**Data for processing:**
────────────────────────────────────────
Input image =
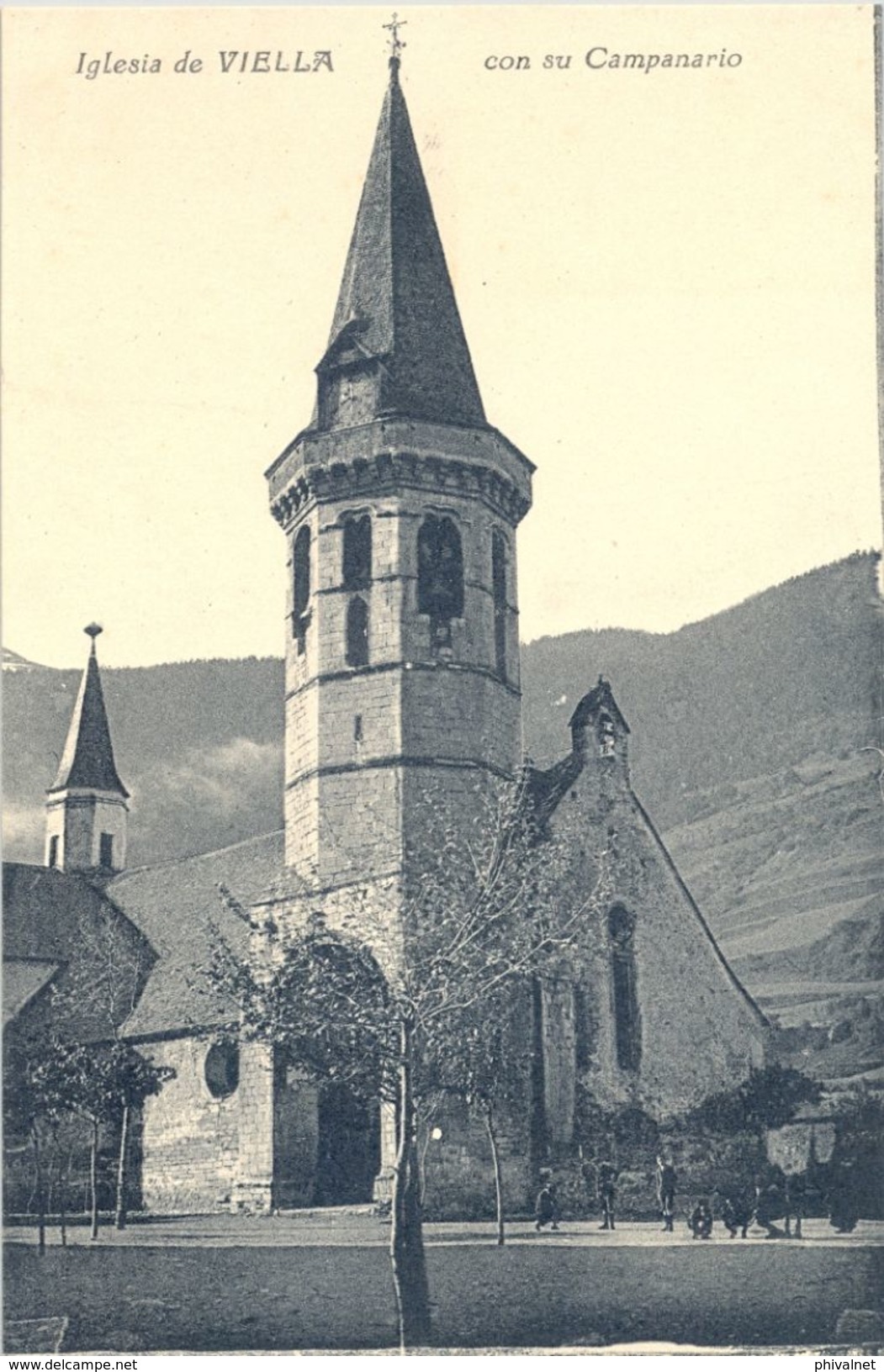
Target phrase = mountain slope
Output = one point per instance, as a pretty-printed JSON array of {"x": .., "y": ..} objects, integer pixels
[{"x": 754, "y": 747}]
────────────────────────────────────────
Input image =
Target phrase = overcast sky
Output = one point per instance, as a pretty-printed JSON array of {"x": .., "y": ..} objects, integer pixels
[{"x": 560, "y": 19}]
────────────────────────────────────────
**Goal:** Pick out every line in the items above that contains the string "Target". Copy each of those lines.

**Reply to the task:**
Target phrase = mountain slope
Target phrase = overcast sky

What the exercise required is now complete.